* [Work instruction]: Reproduce the full listing that appears beneath this instruction exactly.

* [Available records]:
───

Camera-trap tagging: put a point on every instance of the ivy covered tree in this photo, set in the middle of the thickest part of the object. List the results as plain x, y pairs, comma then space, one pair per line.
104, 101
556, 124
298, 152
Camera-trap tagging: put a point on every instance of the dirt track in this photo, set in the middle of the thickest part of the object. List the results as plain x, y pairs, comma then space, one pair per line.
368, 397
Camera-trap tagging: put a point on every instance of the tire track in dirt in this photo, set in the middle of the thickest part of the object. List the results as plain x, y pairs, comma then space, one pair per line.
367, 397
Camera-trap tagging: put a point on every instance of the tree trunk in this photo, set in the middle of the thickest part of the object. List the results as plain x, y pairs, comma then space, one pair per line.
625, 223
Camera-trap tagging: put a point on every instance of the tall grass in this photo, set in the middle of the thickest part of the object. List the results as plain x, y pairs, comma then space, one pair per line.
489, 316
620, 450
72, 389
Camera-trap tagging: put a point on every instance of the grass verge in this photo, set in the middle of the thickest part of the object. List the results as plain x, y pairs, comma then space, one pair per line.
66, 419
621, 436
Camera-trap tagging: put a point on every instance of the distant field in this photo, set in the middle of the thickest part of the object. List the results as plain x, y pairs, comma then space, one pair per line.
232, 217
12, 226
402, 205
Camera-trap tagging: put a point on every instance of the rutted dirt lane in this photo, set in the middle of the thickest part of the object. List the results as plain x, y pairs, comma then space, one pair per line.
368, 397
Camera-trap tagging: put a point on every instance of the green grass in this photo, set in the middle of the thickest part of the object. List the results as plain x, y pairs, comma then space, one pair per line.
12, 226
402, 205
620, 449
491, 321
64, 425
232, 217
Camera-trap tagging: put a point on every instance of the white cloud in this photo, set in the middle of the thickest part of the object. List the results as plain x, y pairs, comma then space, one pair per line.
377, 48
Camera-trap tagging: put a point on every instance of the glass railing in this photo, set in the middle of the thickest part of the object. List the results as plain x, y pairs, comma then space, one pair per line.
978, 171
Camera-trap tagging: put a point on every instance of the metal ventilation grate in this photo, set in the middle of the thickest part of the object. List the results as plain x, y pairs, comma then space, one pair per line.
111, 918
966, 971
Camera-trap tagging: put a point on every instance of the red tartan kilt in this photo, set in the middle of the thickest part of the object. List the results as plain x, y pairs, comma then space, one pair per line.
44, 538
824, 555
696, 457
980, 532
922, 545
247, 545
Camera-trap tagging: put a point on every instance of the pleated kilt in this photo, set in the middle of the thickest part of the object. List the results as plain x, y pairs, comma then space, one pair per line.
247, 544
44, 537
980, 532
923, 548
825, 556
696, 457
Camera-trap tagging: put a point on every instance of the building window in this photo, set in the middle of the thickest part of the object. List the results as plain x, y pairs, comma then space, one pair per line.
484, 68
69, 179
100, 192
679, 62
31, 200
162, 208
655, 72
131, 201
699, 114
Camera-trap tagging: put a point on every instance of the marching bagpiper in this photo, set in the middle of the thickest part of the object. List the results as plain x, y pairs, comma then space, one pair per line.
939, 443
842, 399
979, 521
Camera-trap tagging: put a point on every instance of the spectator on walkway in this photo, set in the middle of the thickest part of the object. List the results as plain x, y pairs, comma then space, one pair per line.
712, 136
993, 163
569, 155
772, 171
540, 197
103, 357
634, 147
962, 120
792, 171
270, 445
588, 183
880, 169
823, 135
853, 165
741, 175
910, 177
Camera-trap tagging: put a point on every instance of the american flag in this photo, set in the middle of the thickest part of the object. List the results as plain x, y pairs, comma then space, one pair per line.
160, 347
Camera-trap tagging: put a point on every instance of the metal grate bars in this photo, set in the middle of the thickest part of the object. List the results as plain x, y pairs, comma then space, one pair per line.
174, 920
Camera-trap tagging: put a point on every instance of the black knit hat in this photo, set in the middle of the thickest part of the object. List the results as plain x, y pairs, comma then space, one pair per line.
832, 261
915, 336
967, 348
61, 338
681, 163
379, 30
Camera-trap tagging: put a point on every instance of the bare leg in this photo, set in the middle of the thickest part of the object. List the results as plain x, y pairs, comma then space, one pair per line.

───

* [Answer area]:
Camera-trap tagging: put a point on every instance of the ivy covered tree in this photo, set in the middle of the thickest part of the object. List the results as plain x, y pairs, comma then space, one pair per line.
104, 101
556, 124
298, 152
Camera-trap tagging: put a point on every instance of the dirt track in this photo, set in the middle of the thickest part of the object. List the results as plain x, y pairs, comma then space, one pair per line.
368, 397
Camera-trap tagging: put a point on every instance of the tire track in dirt in this photo, set in the middle of the thickest part of the object. List the results as plain x, y pairs, comma then space, one pair per line.
367, 397
Camera-trap tagging: put a point on every instance of the tree trunk in this photo, set in the middle of the thickest part of the object. List the results as plain x, y pairs, comma then space, one pair per line.
625, 223
Camera-trap tagging: put a point on every instance of the tall grass in this photo, set in the middle of the thickest part of the object. List the results as plain x, y pairs, comma then space, one pair per line.
489, 316
620, 450
72, 389
Camera-trap tagging: put a point on every instance of the grass verge in this photo, set in the middle of the thickest part of the object. List the results as plain x, y pairs, comma then space, one pair per line.
66, 419
621, 436
Camera-trap tagging: put a point on every instance of the distant field in this photo, set in the middle of the thickest part of the object. List the results as plain x, y pairs, comma then space, one pair per line.
232, 217
12, 226
402, 205
Camera-trap tagging: put a point on every instance of the rutted dirt lane in this photo, set in the middle of the thickest part of the object. List the results as plain x, y pairs, comma then space, one pair per line.
368, 397
Camera-trap tagging: put a point on every instance of the green grass in this photo, set in the middle of the thickest part of the object. List the results as plain x, y pairs, comma then space, one pair per line.
12, 226
402, 205
620, 449
491, 321
64, 425
232, 217
Camera-trap tagging: put a point on every instance of the white cloud in this photo, set in the middle of the thickest part of the object. List the results as plain x, y pairs, comma then space, one pair per line.
377, 48
Camera-trap tagging: put a point on every instance of the glass railing in this photo, set in the middle of the thickest part of the object. List the results as plain x, y pairs, comma then space, one pair per line.
978, 171
Camera-trap tagging: put a point on every instance of the metal ventilation grate in this photo, set in the middle of the thickest part of the object. List the results as plain x, y pairs, comma then space, one pair per line.
111, 918
966, 971
Camera-trap tagging: put a point on every instance of the red tartan kilt in this photo, set in the middle of the thickest part of the object. List the results as plain x, y pairs, comma then space, one pair per line.
44, 538
824, 555
696, 457
980, 532
922, 545
247, 545
Camera-trap tagging: put a point on every instance of the pleated kilt in this photo, set in the middle of the thickest part of the object. List the results as plain x, y pairs, comma then space, one pair per line.
247, 544
44, 537
980, 532
923, 548
825, 556
696, 457
Camera-trap tagging: put a point on every instance of the building window in this photo, set in the middle of the thickest part of the object. List the results as plain x, y pairs, comma then space, one pair per line.
484, 68
69, 179
100, 192
679, 62
31, 200
162, 208
655, 72
131, 201
699, 114
Camera-trap tagging: put a point on every instance of the marching bagpiper in this photo, set in the middle of the thickest part of the object. List the results as plain x, y pairs, comma then space, one pair per line.
939, 443
842, 399
979, 521
Camera-trap tagging: put a point on every instance of the spectator on walkway in this photo, set in the middle of the thickest part of the object. List the results as plain x, y pairs, comma then space, one pair per line.
712, 136
993, 163
569, 155
772, 171
540, 197
103, 357
634, 147
962, 120
792, 171
270, 445
588, 183
880, 169
823, 135
853, 165
741, 175
910, 177
Camera-trap tagging: put a point on every instance of the american flag in this photo, set in the middle of the thickest part of the object. List the results as plain x, y pairs, comma then space, one pair per line.
160, 347
Camera-trap tagging: put a point on every instance of the metal grate bars in this photo, set in the middle of the thickest part of the object. List the results as plain x, y pairs, comma then space, one pair per line.
174, 920
Camera-trap tagging: put a point on every instance of the black knit hat in this photo, set in the middle of the thickest part of the object. List the results as plain x, y pairs, comma then space, one pair per line.
832, 261
915, 336
967, 348
61, 338
681, 163
379, 30
Camera-trap tagging: put a point on every instance of the bare leg in this photo, set in the middle of the thickest part of the object. List the results as plain x, y pairs, comma then space, one pair per line.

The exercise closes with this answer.